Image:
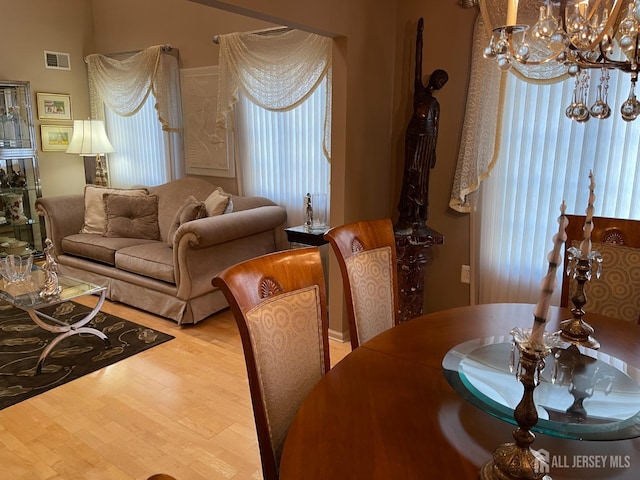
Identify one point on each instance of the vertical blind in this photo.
(281, 153)
(543, 159)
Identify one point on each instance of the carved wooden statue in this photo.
(413, 236)
(420, 147)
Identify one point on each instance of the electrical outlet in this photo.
(465, 274)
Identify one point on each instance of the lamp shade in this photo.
(89, 138)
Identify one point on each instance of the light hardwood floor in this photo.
(181, 408)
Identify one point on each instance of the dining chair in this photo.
(279, 303)
(617, 292)
(366, 253)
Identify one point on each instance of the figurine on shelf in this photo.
(50, 288)
(308, 211)
(420, 147)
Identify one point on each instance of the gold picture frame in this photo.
(54, 106)
(55, 138)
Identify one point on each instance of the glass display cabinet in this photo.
(21, 229)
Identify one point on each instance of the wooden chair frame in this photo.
(615, 231)
(248, 284)
(350, 239)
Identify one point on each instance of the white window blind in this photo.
(281, 153)
(544, 158)
(141, 147)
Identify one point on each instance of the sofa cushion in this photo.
(192, 209)
(96, 247)
(217, 202)
(154, 260)
(95, 218)
(131, 216)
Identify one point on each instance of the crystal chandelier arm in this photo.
(606, 30)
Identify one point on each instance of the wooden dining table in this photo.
(386, 411)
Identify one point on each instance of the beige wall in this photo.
(29, 28)
(448, 32)
(374, 43)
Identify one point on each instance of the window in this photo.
(543, 159)
(281, 153)
(140, 156)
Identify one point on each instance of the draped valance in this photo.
(277, 72)
(124, 85)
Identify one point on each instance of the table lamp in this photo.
(90, 138)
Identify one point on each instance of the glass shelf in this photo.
(594, 397)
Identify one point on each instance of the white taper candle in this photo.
(512, 12)
(549, 281)
(585, 245)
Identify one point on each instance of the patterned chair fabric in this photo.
(616, 293)
(279, 303)
(286, 338)
(371, 289)
(366, 253)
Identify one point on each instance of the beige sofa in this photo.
(173, 281)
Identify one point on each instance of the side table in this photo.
(303, 235)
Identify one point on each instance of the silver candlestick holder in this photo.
(517, 460)
(581, 267)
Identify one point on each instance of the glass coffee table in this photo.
(26, 296)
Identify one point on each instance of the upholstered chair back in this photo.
(366, 253)
(616, 293)
(279, 303)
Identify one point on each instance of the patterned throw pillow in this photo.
(95, 219)
(217, 202)
(616, 293)
(132, 217)
(192, 209)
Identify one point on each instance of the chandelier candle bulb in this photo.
(585, 245)
(549, 281)
(512, 12)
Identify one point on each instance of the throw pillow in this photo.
(132, 217)
(615, 293)
(192, 209)
(217, 202)
(95, 219)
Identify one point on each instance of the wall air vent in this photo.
(57, 60)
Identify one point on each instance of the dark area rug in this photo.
(22, 342)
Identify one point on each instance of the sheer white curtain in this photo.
(282, 152)
(139, 99)
(283, 84)
(141, 148)
(542, 158)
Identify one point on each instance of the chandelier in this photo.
(572, 37)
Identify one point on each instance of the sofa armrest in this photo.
(206, 246)
(63, 215)
(209, 231)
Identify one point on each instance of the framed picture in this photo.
(55, 138)
(54, 106)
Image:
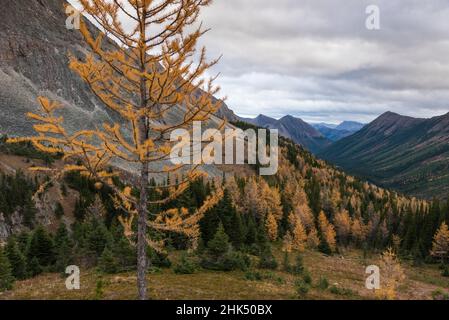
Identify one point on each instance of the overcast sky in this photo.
(316, 59)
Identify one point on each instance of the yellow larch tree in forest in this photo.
(298, 232)
(327, 231)
(391, 275)
(154, 68)
(342, 222)
(272, 227)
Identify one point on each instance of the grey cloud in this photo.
(315, 58)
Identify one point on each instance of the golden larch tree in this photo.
(440, 247)
(391, 275)
(154, 69)
(342, 222)
(298, 232)
(327, 231)
(272, 227)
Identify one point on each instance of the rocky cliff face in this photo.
(34, 44)
(34, 47)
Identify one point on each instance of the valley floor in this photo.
(346, 273)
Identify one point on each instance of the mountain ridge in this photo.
(400, 152)
(293, 128)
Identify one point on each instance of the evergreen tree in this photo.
(97, 236)
(107, 262)
(41, 247)
(16, 259)
(251, 230)
(219, 245)
(59, 210)
(34, 268)
(6, 276)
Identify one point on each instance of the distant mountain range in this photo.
(408, 154)
(314, 137)
(335, 132)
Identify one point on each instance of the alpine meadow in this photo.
(126, 174)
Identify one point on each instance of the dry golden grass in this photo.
(346, 272)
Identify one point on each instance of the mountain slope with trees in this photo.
(407, 154)
(294, 129)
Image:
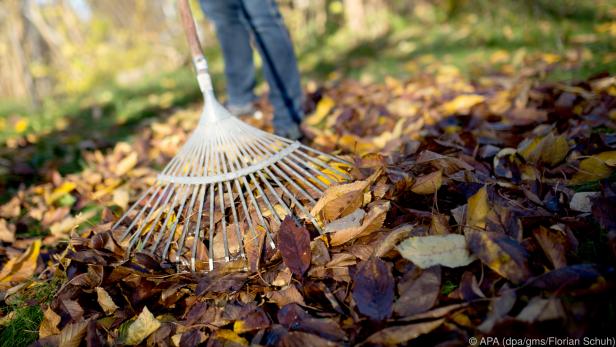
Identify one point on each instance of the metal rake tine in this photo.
(211, 240)
(287, 192)
(287, 162)
(193, 172)
(193, 258)
(193, 196)
(151, 231)
(203, 163)
(227, 166)
(269, 186)
(238, 187)
(293, 183)
(186, 226)
(166, 192)
(255, 181)
(138, 216)
(242, 155)
(223, 222)
(324, 164)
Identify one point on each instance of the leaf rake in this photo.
(229, 180)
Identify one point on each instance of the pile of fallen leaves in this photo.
(477, 209)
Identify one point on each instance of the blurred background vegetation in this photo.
(96, 67)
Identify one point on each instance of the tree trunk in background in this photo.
(355, 14)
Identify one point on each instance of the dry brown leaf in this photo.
(105, 300)
(477, 209)
(338, 201)
(392, 238)
(21, 268)
(142, 327)
(428, 184)
(352, 220)
(372, 222)
(72, 334)
(596, 167)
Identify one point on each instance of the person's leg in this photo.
(234, 40)
(280, 65)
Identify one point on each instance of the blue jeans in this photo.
(237, 22)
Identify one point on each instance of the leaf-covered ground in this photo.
(484, 208)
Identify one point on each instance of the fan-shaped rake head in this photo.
(226, 183)
(229, 182)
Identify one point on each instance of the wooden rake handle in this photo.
(188, 23)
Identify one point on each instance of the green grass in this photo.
(22, 330)
(468, 37)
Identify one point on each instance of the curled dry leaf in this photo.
(477, 209)
(594, 168)
(294, 246)
(428, 184)
(72, 334)
(500, 253)
(393, 237)
(340, 200)
(105, 300)
(20, 268)
(352, 220)
(418, 294)
(372, 222)
(426, 251)
(142, 327)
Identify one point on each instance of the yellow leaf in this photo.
(428, 184)
(142, 327)
(49, 326)
(477, 209)
(549, 150)
(126, 164)
(595, 168)
(426, 251)
(120, 197)
(21, 125)
(105, 300)
(372, 222)
(230, 336)
(609, 158)
(462, 104)
(7, 231)
(72, 334)
(323, 108)
(21, 268)
(340, 200)
(59, 192)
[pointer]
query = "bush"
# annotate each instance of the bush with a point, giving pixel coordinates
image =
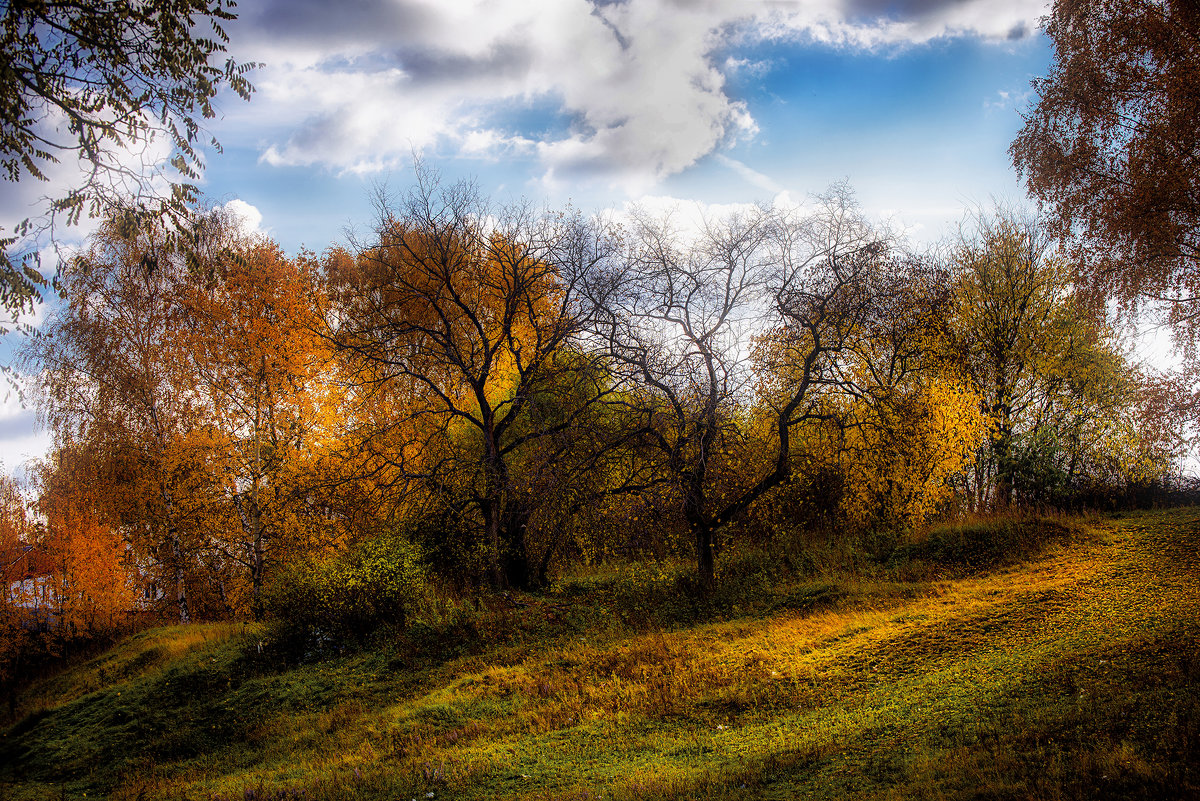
(346, 600)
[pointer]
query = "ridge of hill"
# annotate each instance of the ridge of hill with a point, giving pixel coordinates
(1074, 673)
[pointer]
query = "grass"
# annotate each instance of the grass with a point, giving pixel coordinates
(1069, 674)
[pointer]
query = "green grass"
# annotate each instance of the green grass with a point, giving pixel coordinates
(1073, 673)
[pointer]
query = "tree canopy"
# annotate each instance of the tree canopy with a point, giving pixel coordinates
(99, 82)
(1113, 151)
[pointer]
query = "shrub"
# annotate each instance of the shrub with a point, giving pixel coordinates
(347, 598)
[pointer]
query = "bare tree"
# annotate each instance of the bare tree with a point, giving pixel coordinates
(461, 319)
(682, 321)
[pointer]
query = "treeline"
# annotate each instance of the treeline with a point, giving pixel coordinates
(475, 396)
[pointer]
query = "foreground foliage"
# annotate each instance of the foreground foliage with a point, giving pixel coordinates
(1069, 674)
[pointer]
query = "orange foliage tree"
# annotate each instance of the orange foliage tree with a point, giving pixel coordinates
(249, 339)
(456, 318)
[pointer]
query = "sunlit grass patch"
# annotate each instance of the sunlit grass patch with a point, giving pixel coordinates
(1073, 673)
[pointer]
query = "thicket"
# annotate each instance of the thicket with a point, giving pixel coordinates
(479, 399)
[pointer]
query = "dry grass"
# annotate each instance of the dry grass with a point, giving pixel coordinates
(1073, 675)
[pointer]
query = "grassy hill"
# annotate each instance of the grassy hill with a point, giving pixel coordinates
(1071, 674)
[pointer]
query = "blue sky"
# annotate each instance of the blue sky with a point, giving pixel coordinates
(605, 103)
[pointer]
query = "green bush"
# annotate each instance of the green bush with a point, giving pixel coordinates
(348, 598)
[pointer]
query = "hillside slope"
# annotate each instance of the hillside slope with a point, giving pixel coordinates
(1075, 674)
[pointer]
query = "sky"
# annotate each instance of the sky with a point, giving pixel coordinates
(697, 104)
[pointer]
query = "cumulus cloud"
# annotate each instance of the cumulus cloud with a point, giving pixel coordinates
(636, 89)
(249, 215)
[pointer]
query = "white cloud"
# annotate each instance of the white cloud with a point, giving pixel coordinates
(250, 216)
(636, 88)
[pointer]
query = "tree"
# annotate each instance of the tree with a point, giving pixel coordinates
(249, 338)
(106, 383)
(95, 80)
(1113, 150)
(457, 315)
(1051, 377)
(678, 321)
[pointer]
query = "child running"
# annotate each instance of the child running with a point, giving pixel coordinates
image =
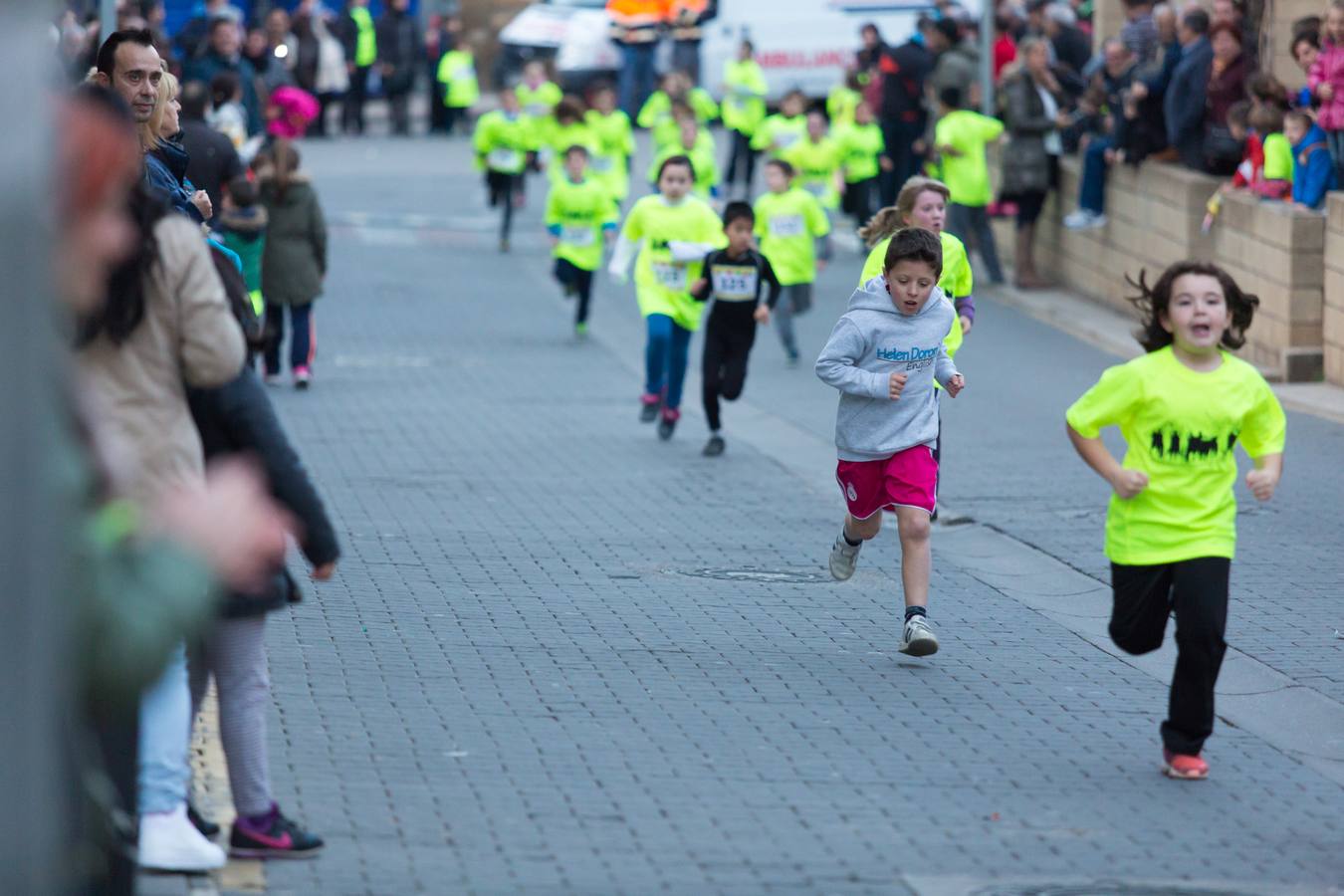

════

WORK TASK
Go through the records above and report how many lines contain "child". Write the number only.

EXERCISE RESULT
2